Your objective — Print the listing below line for line, with nothing altered.

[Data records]
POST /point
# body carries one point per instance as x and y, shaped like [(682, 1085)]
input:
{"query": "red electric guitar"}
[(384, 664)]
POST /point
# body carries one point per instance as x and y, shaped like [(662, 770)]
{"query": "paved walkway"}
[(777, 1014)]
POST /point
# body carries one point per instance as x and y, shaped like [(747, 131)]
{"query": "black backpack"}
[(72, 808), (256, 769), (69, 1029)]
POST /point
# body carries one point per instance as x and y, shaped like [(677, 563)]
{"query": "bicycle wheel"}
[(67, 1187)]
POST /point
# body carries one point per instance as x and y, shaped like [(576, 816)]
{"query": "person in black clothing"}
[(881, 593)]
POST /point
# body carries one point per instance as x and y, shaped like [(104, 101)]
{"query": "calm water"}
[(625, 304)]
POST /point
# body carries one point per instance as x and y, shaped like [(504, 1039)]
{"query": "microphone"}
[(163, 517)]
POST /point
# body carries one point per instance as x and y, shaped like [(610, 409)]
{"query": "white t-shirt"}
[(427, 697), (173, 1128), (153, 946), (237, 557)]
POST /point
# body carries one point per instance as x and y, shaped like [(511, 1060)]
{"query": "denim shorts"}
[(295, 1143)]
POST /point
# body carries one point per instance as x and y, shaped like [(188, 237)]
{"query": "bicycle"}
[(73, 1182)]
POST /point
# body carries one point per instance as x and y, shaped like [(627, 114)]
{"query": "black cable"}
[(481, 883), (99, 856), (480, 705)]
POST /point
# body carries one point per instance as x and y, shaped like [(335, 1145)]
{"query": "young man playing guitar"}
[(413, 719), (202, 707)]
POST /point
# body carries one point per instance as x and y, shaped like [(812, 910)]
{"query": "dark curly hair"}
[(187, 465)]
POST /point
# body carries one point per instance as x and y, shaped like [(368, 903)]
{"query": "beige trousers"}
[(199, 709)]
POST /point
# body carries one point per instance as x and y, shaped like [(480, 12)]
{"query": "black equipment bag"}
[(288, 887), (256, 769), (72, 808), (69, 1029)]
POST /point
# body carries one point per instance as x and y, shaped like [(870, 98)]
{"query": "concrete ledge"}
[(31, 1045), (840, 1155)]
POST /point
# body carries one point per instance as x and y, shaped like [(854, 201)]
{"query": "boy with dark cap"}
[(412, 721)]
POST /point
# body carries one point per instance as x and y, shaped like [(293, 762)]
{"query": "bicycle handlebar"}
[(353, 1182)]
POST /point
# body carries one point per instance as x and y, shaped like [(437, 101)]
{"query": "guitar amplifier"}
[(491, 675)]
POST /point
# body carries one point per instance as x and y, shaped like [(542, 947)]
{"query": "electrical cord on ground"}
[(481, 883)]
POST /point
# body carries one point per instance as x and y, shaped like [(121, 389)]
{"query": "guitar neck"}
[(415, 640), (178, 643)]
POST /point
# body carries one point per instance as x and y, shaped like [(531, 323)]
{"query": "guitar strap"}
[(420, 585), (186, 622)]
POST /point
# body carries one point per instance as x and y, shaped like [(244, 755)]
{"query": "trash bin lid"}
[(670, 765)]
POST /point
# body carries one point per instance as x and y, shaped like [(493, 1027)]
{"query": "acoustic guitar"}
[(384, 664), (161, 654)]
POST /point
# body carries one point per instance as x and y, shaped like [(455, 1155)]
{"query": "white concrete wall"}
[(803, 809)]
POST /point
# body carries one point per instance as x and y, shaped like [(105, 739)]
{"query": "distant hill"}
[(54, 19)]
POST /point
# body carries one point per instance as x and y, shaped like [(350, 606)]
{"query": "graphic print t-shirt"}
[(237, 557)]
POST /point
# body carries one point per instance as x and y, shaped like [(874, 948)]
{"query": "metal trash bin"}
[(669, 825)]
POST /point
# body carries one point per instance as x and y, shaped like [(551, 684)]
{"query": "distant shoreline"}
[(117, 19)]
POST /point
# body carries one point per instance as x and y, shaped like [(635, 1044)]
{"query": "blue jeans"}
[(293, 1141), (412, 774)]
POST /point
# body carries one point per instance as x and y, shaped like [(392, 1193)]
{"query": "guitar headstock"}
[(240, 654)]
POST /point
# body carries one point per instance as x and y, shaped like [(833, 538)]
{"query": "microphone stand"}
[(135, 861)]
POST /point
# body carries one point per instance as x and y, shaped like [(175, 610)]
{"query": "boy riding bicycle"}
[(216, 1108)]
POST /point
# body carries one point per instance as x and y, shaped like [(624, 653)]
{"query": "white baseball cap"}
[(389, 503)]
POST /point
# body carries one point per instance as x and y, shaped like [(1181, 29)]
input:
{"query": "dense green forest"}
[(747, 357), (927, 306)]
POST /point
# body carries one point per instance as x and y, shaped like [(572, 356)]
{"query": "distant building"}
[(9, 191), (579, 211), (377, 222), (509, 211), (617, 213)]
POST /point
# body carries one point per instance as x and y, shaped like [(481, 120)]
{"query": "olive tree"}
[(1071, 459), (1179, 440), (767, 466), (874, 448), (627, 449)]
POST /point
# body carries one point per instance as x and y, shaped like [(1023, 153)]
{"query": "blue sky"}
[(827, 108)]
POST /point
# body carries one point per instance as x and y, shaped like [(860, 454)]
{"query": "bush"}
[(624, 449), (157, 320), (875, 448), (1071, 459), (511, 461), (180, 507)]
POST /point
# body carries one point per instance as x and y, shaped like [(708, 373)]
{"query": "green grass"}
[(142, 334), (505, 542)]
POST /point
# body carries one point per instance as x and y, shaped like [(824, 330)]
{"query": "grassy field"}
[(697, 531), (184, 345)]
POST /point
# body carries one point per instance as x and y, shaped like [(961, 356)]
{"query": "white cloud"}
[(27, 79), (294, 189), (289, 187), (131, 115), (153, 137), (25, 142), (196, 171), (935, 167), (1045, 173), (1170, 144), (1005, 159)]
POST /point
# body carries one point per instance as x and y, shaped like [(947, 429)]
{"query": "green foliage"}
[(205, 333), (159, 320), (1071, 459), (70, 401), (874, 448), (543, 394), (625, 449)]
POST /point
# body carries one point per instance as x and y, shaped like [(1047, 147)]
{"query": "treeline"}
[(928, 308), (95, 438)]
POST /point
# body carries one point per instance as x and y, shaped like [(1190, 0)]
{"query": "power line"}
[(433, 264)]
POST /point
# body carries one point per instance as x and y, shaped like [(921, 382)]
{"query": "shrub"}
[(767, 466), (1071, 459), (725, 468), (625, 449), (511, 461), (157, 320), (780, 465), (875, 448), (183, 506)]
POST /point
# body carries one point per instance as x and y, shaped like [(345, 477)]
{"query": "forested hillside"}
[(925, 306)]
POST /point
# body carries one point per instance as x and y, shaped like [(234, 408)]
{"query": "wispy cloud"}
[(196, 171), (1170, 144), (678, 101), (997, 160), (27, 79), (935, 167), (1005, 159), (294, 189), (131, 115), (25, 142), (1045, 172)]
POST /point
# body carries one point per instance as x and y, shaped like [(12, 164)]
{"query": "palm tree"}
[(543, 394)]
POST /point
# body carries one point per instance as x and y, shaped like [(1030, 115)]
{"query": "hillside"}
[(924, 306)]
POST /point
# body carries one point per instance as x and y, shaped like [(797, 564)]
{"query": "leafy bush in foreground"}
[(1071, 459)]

Finished exercise —
POST /point
# body carries one point per instance as x and y, shaped like [(682, 1085)]
input:
{"query": "red electric guitar"}
[(384, 664)]
POST /point
# body carries one point per instance as x and y, shaped like [(662, 770)]
{"query": "paved walkway"}
[(777, 1014)]
POST /point
# body carries one point per instance as x and y, shaped like [(747, 131)]
{"query": "black backpack"}
[(72, 808), (256, 769), (69, 1029)]
POST /point
# body carries one point per instance as x and y, shaped like [(677, 563)]
{"query": "bicycle wheel"}
[(67, 1187)]
POST /point
# body carries one point per instance as x and y, shaped like [(576, 816)]
{"query": "person in black clothing"}
[(881, 593)]
POST /point
# body carries one point per instance as x and y, shaped like [(104, 101)]
{"query": "calm water"}
[(625, 304)]
POST /point
# body carries one point per instance as x and y, shaped like [(504, 1039)]
{"query": "microphone"}
[(163, 517)]
POST /point
# body carries one point per instance as x and y, shaped like [(610, 409)]
{"query": "white t-shirt"}
[(427, 697), (173, 1128), (153, 946), (237, 557)]
POST /point
# body carries one point per instance as x and y, shaped like [(511, 1060)]
{"query": "denim shorts"}
[(295, 1143)]
POST /point
# body carries one point per instance as x and y, shaped like [(188, 237)]
{"query": "bicycle"}
[(73, 1182)]
POST /point
# body carries one point per instance as x and y, shaped like [(627, 114)]
{"query": "black cable"}
[(481, 883), (99, 856), (480, 705)]
POST /point
# body carries one point per instance as x and y, shaped like [(335, 1145)]
{"query": "young man playing guitar"}
[(413, 719), (202, 707)]
POST /point
# body carries one point per instance as x and y, shaped like [(812, 910)]
{"query": "dark curly hair"}
[(187, 465)]
POST /point
# body carries one point per instance as x and y, shaped like [(368, 903)]
{"query": "beige trousers"}
[(199, 709)]
POST /point
# body carries one point per instance as x and y, shaped like [(480, 12)]
{"query": "black equipment bag"}
[(288, 887), (256, 769), (72, 808), (69, 1029)]
POST /point
# body carries one point per instance as x and y, shaped like [(870, 98)]
{"query": "concrete ledge"}
[(31, 1045), (840, 1155)]
POST /point
# body carries one point per instance as x and y, shaped like [(854, 201)]
{"query": "boy with dark cap"}
[(412, 721)]
POST /point
# body carries one point per instance as x and y, shaped like [(293, 762)]
{"query": "bicycle handlebar"}
[(353, 1182)]
POST /point
# body carries one point per instance as x and y, shaped like [(437, 101)]
{"query": "guitar amplifier"}
[(491, 675)]
POST /point
# body carries one point per instance as x and y, shaped like [(542, 947)]
{"query": "electrical cord on ground"}
[(481, 883)]
POST /point
# body carries one point per instance as x and y, shaped like [(121, 389)]
{"query": "guitar neck"}
[(415, 640), (178, 643)]
POST /point
# body carries one point per instance as x and y, shaped like [(531, 323)]
{"query": "guitar strap"}
[(420, 585), (186, 622)]
POST /point
# body carries one point per instance as x and y, shaped like [(244, 755)]
{"query": "trash bin lid"}
[(670, 765)]
POST /point
# body carries one point per instance as x and y, shaped like [(493, 1027)]
{"query": "acoustic guitar"}
[(384, 664), (161, 654)]
POST /point
# body carries one point per instance as x and y, shaped like [(455, 1155)]
{"query": "white concrete wall"}
[(803, 809)]
POST /point
# body carries one point per instance as x and y, shaped like [(105, 739)]
{"query": "distant hill"}
[(54, 19)]
POST /point
# body carries one point per instance as x and y, shaped like [(350, 606)]
{"query": "graphic print t-shirt"}
[(237, 557)]
POST /point
# body carries one point per instance as x and y, shaped like [(874, 948)]
{"query": "metal trash bin"}
[(669, 825)]
POST /point
# body carries one point per instance as x and y, shaped like [(551, 684)]
{"query": "distant shoreline"}
[(117, 19)]
POST /point
# body carries one point per instance as x and y, shaped like [(635, 1044)]
{"query": "blue jeans"}
[(293, 1141), (412, 774)]
POST /point
# body carries one point per instance as x and y, shaped like [(392, 1193)]
{"query": "guitar headstock"}
[(240, 654)]
POST /point
# body carries one point per instance as x and y, shaped like [(833, 538)]
{"query": "microphone stand"}
[(135, 861)]
POST /point
# body carries one point per instance as x and y, shaped like [(175, 610)]
{"query": "boy riding bicycle"}
[(216, 1108)]
POST /point
# body carries one point per instance as x and y, shaped like [(624, 653)]
{"query": "white baseball cap"}
[(389, 503)]
POST /point
# body carries one point per instance as x and y, shaped like [(1181, 29)]
input:
{"query": "dense green forest"}
[(747, 357), (927, 306)]
POST /point
# body carries one point per instance as x and y, shaped like [(572, 356)]
{"query": "distant building"}
[(9, 191), (579, 211), (377, 222), (509, 211), (617, 213)]
POST /point
# body carries one point per instance as x and y, shaped like [(481, 120)]
{"query": "olive tree"}
[(1071, 459), (1179, 440), (767, 466), (874, 448), (627, 449)]
POST /point
# body carries one point per instance as x and y, shaped like [(1023, 153)]
{"query": "blue sky"}
[(827, 108)]
POST /point
# body carries one point per instance as x and y, shaped like [(860, 454)]
{"query": "bush"}
[(624, 449), (157, 320), (875, 448), (1071, 459), (511, 461), (180, 507)]
POST /point
# body carries one point per instance as x and y, shaped like [(708, 373)]
{"query": "green grass"}
[(142, 334), (505, 542)]
POST /point
# body carries one point per instance as x and y, shaped like [(824, 330)]
{"query": "grassy field"}
[(697, 531), (184, 345)]
POST /point
# body carries one point per instance as x and y, shaped like [(961, 356)]
{"query": "white cloud"}
[(27, 79), (294, 189), (289, 187), (131, 115), (153, 137), (25, 142), (196, 171), (935, 167), (1045, 173), (1170, 144), (1005, 159)]
POST /point
# body carries one point per instance as x and y, shaped like [(947, 429)]
{"query": "green foliage"}
[(205, 333), (159, 320), (1071, 459), (70, 401), (874, 448), (543, 394), (625, 449)]
POST /point
# body carries one point per instance as x and y, shaped like [(1047, 147)]
{"query": "treeline"}
[(928, 308), (95, 438)]
POST /point
# body carries one point per instance as x and y, shaped like [(1190, 0)]
{"query": "power line"}
[(433, 264)]
POST /point
# body carries one point per instance as x and y, shaped like [(921, 382)]
{"query": "shrub"}
[(767, 466), (1071, 459), (725, 468), (625, 449), (511, 461), (157, 320), (780, 465), (875, 448), (183, 506)]
POST /point
# body carries one point per instance as x and y, shaped like [(345, 477)]
{"query": "forested hillside"}
[(925, 306)]
POST /point
# body carries one point per instance as x and y, shaped like [(234, 408)]
{"query": "wispy cloud"}
[(196, 171), (1170, 144), (678, 101), (997, 160), (27, 79), (935, 167), (1005, 159), (294, 189), (131, 115), (25, 142), (1045, 172)]
POST /point
# body carries one point per instance as x and y, shaped like [(12, 164)]
{"query": "palm tree"}
[(543, 394)]
POST /point
# body carries one point per instance as x and y, shaped like [(1030, 115)]
{"query": "hillside"}
[(924, 306)]
POST /point
# body carries one point per instance as x and y, shaped like [(797, 564)]
{"query": "leafy bush in foreground"}
[(1071, 459)]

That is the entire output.